Passage provided>
===============
UNITED STATES
SECURITIES AND EXCHANGE COMMISSION
Washington, D.C. 20549

 

FORM 6-K

 

REPORT OF FOREIGN PRIVATE ISSUER
PURSUANT TO RULE 13a-16 OR 15d-16
UNDER THE SECURITIES EXCHANGE ACT OF 1934

 

For the date of December 1, 2023

 

Commission File Number 001-39124

 


Centogene N.V.
(Translation of registrant's name into English)

 

Am Strande 7
18055 Rostock

 

Germany
(Address of principal executive offices)

 

Indicate by check mark whether the registrant files or will file annual reports under cover of Form 20-F or Form 40-F.

 

Form 20-F..X.. Form 40-F.....

 


Indicate by check mark if the registrant is submitting the Form 6-K in paper as permitted by Regulation S-T Rule 101(b)(1): ___

 

Indicate by check mark if the registrant is submitting the Form 6-K in paper as permitted by Regulation S-T Rule 101(b)(7): ____

 

 

 

 

Centogene N.V.

 

On December 1, 2023, Centogene N.V. convened the extraordinary general meeting of shareholders to be held on December 18, 2023, and made available to its shareholders certain other materials in connection with such meeting.

 

Such materials are attached as exhibits to this Form 6-K and are incorporated by reference herein.

 

 

 

 

Signatures

 

Pursuant to the requirements of the Securities Exchange Act of 1934, the registrant has duly caused this report to be signed on its behalf by the undersigned, thereunto duly authorized.

 

Date: December 1, 2023

 

  CENTOGENE N.V.
       
       
  By: /s/ Miguel Coego Rios
    Name: Miguel Coego Rios
    Title: EVP Finance & Legal and Interim CFO

 

 

 

 

Exhibit Index

 

Exhibit Description of Exhibit
   
99.1 Convening notice including agenda and explanatory notes
99.2 Voting proxy
99.3 Resolutions of the Management Board Centogene N.V.
99.4 Resolutions of the Supervisory Board Centogene N.V.

 

 

 

 Exhibit 99.1

 

 

CONVENING NOTICE

 

This is the convening notice for the extraordinary general meeting of shareholders of Centogene N.V. (the "Company") to be held on December 18, 2023 at 10.00 a.m. CET at the offices of NautaDutilh N.V., Beethovenstraat 400, 1082 PR Amsterdam, the Netherlands (the "EGM").

 

The agenda for the EGM is as follows:

 

1.Opening

 

2.Discussion of Dutch statutory board report for the financial year ended December 31, 2022 (discussion item)

 

3.Adoption of Dutch statutory annual accounts for the financial year ended December 31, 2022 (voting item)
===============
Data segment>
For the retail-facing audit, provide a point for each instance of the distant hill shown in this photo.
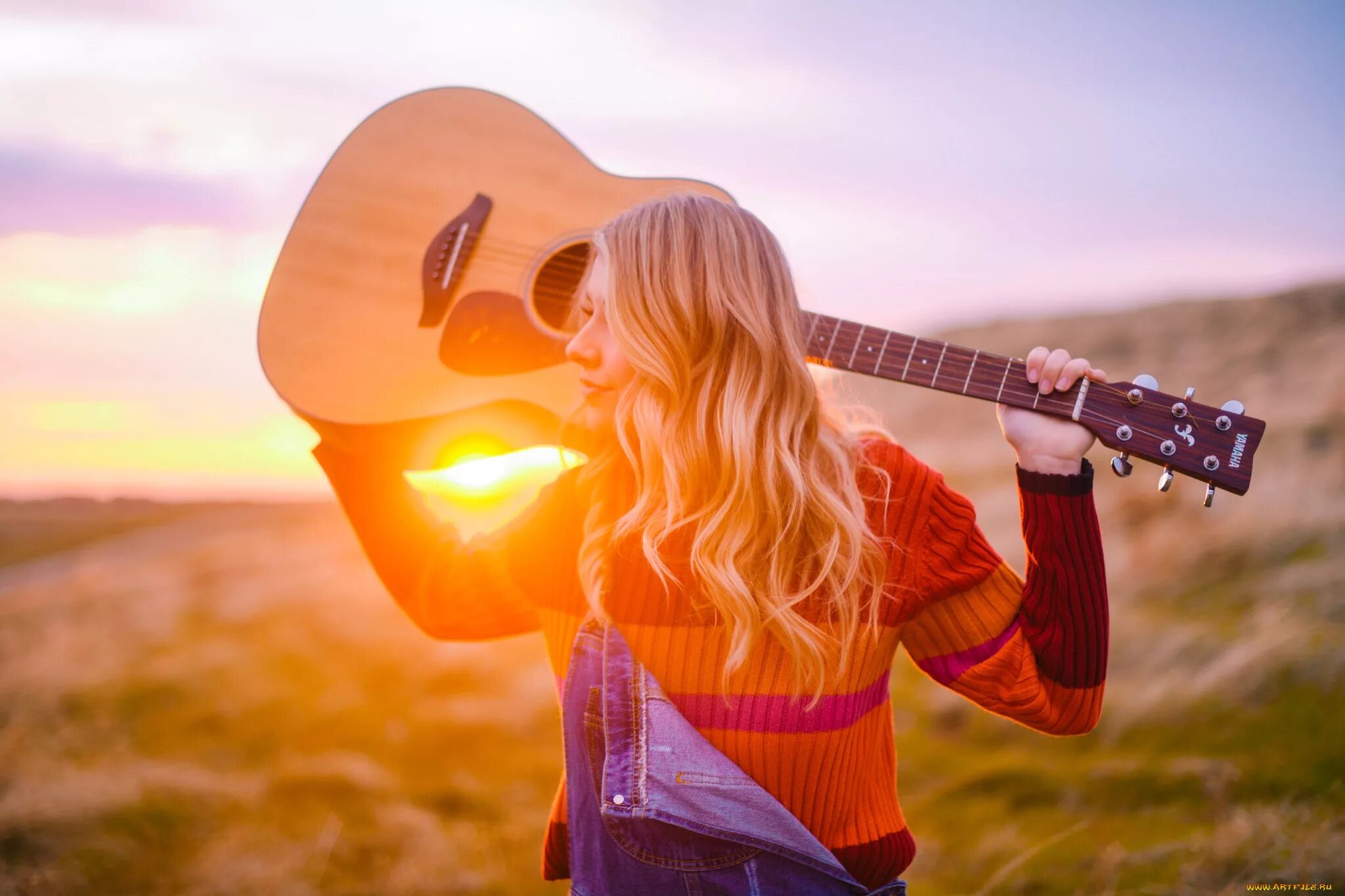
(221, 699)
===============
Objective> Using the Form 6-K filing above, decide whether each statement below agrees with it, answering yes or no and quoting the deciding words: (a) The extraordinary general meeting is to be held in Rostock. (b) Miguel Coego Rios signed the report. (c) The adoption of the annual accounts for 2022 is listed as a discussion item.

Complete output>
(a) No: "at the offices of NautaDutilh N.V., Beethovenstraat 400, 1082 PR Amsterdam, the Netherlands"
(b) Yes: "By: /s/ Miguel Coego Rios"
(c) No: "Adoption of Dutch statutory annual accounts for the financial year ended December 31, 2022 (voting item)"